Exercise passage:
++++++++++++++++++++

Personal information
- Full name: Taealoaloa Tom Amone
- Born: 19 December 1996 (age 29) Westmead, New South Wales, Australia
- Height: 5 ft 11 in (1.81 m)
- Weight: 17 st 5 lb (110 kg)

Playing information
- Position: Prop
Club
| Years | Team | Pld | T | G | FG | P |
| 2019–20 | South Sydney | 9 | 0 | 0 | 0 | 0 |
| 2021 | Wests Tigers | 8 | 0 | 0 | 0 | 0 |
| 2022–24 | Leigh Leopards | 87 | 17 | 0 | 0 | 68 |
| 2025 | Canterbury Bulldogs | 0 | 0 | 0 | 0 | 0 |
| 2025 | Castleford Tigers | 15 | 1 | 0 | 0 | 4 |
| 2026– | Hull Kingston Rovers | 29 | 5 | 0 | 0 | 20 |
|  | Total | 148 | 23 | 0 | 0 | 92 |
- Source: As of 19 September 2026

= Tom Amone =

Australian rugby league footballer

Tom Amone (born 19 December 1996) is an Australian professional rugby league footballer who plays as a forward for Hull Kingston Rovers in the Super League.

He has previously played for the South Sydney Rabbitohs and Wests Tigers in the National Rugby League, and for Leigh Leopards and Castleford Tigers in the Super League.

==Background==
Amone was born in Westmead, New South Wales, Australia. Amone is of Tongan descent.

==Playing career==
===South Sydney Rabbitohs===
Amone played for the Blacktown Workers Sea Eagles in the Intrust Super Premiership NSW for the 2018 season and gained the attention of South Sydney who signed him on a two-year deal beginning in 2019.
Amone made his NRL debut in round 14 of the 2019 NRL season for South Sydney in their 19-18 loss to the Penrith Panthers.
On 9 November 2020, Amone was released by South Sydney.
===Leigh Leopards===
On 1 December 2021, it was reported that he had signed for Leigh in the RFL Championship.

On 12 August 2023, Amone played for Leigh in their 2023 Challenge Cup final victory over Hull Kingston Rovers.
Amone played 28 games for Leigh in the 2023 Super League season as the club finished fifth on the table and qualified for the playoffs. He played in their elimination playoff loss against Hull Kington Rovers.

=== Canterbury-Bankstown Bulldogs ===
On 22 May 2024, Amone signed a two-year deal to join NRL side Canterbury ahead of the 2025 NRL season.

Amone did not make an appearance for Canterbury-Bankstown in the NRL, playing five reserve-grade games for the club. On 14 April 2025, the Canterbury club announced that they had released Amone from the remainder of his playing contract.

++++++++++++++++++++

Extracted material:
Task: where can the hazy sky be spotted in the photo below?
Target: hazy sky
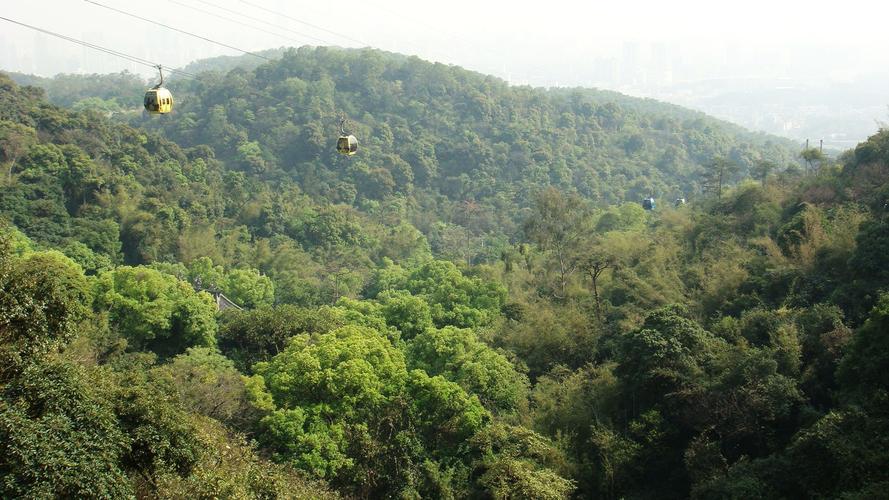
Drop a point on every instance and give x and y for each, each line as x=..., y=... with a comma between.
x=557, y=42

++++++++++++++++++++

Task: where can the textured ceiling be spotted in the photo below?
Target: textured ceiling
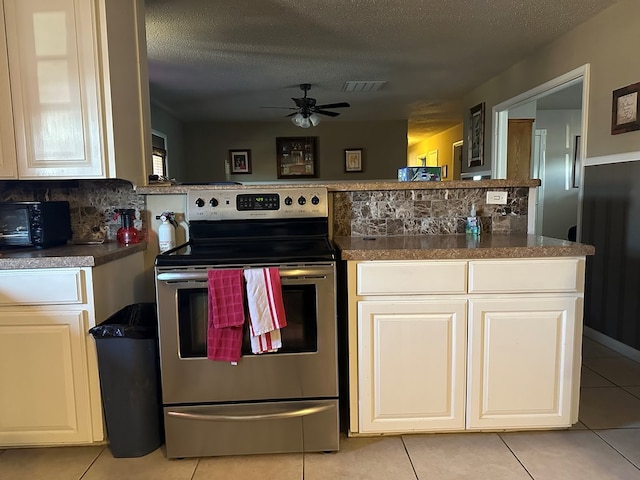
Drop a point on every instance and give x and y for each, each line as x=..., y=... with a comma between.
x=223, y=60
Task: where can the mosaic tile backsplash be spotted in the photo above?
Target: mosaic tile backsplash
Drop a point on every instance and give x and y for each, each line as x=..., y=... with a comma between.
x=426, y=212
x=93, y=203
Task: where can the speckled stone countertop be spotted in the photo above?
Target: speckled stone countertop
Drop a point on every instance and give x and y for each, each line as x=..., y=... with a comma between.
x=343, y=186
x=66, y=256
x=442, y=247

++++++++++++++++++++

Problem: Reproduce the stretch of the Tom Amone profile that opens with the words containing "Amone made his" and closes with "by South Sydney.".

Solution:
Amone made his NRL debut in round 14 of the 2019 NRL season for South Sydney in their 19-18 loss to the Penrith Panthers.
On 9 November 2020, Amone was released by South Sydney.